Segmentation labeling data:
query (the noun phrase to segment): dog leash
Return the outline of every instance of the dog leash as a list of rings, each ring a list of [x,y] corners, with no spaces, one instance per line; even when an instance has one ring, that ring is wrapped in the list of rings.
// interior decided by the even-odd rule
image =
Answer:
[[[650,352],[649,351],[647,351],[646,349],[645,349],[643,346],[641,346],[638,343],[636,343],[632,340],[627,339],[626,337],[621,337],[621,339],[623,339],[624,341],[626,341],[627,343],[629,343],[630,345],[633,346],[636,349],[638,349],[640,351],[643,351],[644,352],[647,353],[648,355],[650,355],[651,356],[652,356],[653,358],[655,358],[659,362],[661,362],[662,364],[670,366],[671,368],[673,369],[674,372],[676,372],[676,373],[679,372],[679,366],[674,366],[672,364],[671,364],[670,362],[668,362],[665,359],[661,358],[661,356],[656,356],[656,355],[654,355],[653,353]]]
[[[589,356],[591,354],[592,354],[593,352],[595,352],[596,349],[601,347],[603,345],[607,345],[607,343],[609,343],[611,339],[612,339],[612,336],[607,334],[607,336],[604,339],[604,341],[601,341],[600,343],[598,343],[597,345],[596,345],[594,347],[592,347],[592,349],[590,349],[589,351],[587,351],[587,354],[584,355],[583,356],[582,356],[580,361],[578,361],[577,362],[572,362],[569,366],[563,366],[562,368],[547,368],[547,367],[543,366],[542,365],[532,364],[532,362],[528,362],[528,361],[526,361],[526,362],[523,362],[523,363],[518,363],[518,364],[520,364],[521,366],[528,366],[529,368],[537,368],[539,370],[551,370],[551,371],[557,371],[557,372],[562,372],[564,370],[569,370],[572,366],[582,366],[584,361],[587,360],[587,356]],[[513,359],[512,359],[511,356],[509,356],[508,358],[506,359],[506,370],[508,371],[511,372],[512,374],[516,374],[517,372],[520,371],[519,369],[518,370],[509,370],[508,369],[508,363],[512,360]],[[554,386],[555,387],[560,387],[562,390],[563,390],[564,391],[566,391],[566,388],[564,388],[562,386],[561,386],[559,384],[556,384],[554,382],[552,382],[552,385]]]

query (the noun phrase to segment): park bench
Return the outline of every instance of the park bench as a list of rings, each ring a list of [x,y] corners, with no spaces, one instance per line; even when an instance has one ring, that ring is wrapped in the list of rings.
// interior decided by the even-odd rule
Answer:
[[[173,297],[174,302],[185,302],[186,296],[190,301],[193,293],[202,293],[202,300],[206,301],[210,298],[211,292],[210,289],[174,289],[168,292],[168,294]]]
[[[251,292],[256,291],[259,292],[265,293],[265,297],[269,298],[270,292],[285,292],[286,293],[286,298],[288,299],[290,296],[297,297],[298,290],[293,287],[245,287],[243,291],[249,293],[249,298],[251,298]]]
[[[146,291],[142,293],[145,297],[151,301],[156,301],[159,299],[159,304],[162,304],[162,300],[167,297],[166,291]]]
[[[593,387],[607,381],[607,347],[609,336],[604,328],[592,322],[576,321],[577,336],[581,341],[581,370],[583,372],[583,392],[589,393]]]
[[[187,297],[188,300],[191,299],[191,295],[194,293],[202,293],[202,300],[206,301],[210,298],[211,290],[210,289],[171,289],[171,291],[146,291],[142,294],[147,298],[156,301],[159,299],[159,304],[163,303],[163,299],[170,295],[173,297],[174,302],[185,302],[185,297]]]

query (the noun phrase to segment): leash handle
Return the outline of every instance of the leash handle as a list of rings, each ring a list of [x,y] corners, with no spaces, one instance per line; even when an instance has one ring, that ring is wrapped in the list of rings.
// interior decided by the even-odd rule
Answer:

Given instruction: Reproduce the data above, substituting "vertices" for every occurrence of "corners" and leaving everything else unchanged.

Solved exercise:
query (the noun phrase to segment): dog leash
Return the outline of every instance of the dog leash as a list of rings, each ring a list of [x,y] vertices, with no spaces, one instance per line; even when an instance has one ring, that ring is wrapped in the list of rings.
// interior decided by the even-odd rule
image =
Answer:
[[[650,352],[649,351],[647,351],[646,349],[645,349],[643,346],[641,346],[638,343],[636,343],[632,340],[627,339],[626,337],[621,337],[621,339],[623,339],[624,341],[626,341],[627,343],[629,343],[630,345],[633,346],[636,349],[638,349],[640,351],[643,351],[644,352],[647,353],[648,355],[650,355],[651,356],[652,356],[653,358],[655,358],[659,362],[661,362],[662,364],[670,366],[671,368],[673,369],[674,372],[676,372],[676,373],[679,372],[679,366],[674,366],[672,364],[671,364],[670,362],[668,362],[665,359],[661,358],[661,356],[656,356],[656,355],[654,355],[653,353]]]
[[[589,356],[591,354],[592,354],[593,352],[595,352],[596,349],[601,347],[603,345],[607,345],[607,343],[609,343],[611,339],[612,339],[612,336],[607,334],[607,336],[604,339],[604,341],[601,341],[600,343],[598,343],[597,345],[596,345],[594,347],[592,347],[592,349],[590,349],[589,351],[587,351],[587,354],[584,355],[583,356],[582,356],[580,361],[578,361],[577,362],[572,362],[569,366],[563,366],[562,368],[547,368],[547,367],[543,366],[542,365],[532,364],[532,362],[528,362],[528,361],[526,361],[526,362],[523,362],[523,363],[518,363],[518,364],[520,364],[521,366],[528,366],[529,368],[537,368],[539,370],[551,370],[551,371],[557,371],[557,372],[562,372],[564,370],[569,370],[572,366],[582,366],[584,361],[587,360],[587,356]],[[513,359],[512,359],[511,356],[509,356],[508,358],[506,359],[506,370],[508,371],[511,372],[512,374],[516,374],[517,372],[520,371],[519,369],[518,370],[509,370],[508,369],[508,363],[512,360]],[[554,386],[555,387],[560,387],[562,390],[563,390],[564,391],[566,391],[566,388],[564,388],[562,386],[561,386],[559,384],[556,384],[554,382],[552,382],[552,385]]]

query (the noun phrase to segment): park bench
Return the outline of every instance of the park bench as a list of rings, each ring a list of [x,y] vertices, with no spaces, one instance per line; even when an instance has one ring, that ring is wrapped in the list of rings.
// interior decided by the even-odd rule
Answer:
[[[173,297],[174,302],[185,302],[186,296],[190,301],[193,293],[202,293],[202,300],[206,301],[210,298],[211,292],[210,289],[174,289],[168,292],[168,294]]]
[[[251,292],[256,291],[259,292],[265,293],[265,297],[269,298],[270,292],[285,292],[286,293],[286,298],[288,299],[290,296],[297,297],[298,290],[293,287],[245,287],[243,291],[249,293],[249,298],[251,298]]]
[[[146,291],[142,293],[145,297],[151,301],[156,301],[159,299],[159,304],[162,304],[162,300],[167,297],[166,291]]]
[[[593,387],[607,381],[607,347],[609,336],[604,328],[592,322],[576,321],[577,336],[581,341],[581,370],[583,372],[583,392],[589,393]]]
[[[187,297],[188,300],[191,299],[191,295],[194,293],[202,293],[202,300],[206,301],[210,298],[211,290],[210,289],[171,289],[171,291],[146,291],[142,294],[147,298],[156,301],[159,299],[159,304],[163,303],[163,299],[170,295],[173,297],[174,302],[185,302],[185,297]]]

query (the noun phrase to segment): leash handle
Return the outline of every instance of the leash handle as a list of rings, each ring a list of [x,y] vertices, with no spaces, one instance per line; even when an instance has one ring, that ring is wrapped in the list of rings.
// interior decided by the even-odd rule
Answer:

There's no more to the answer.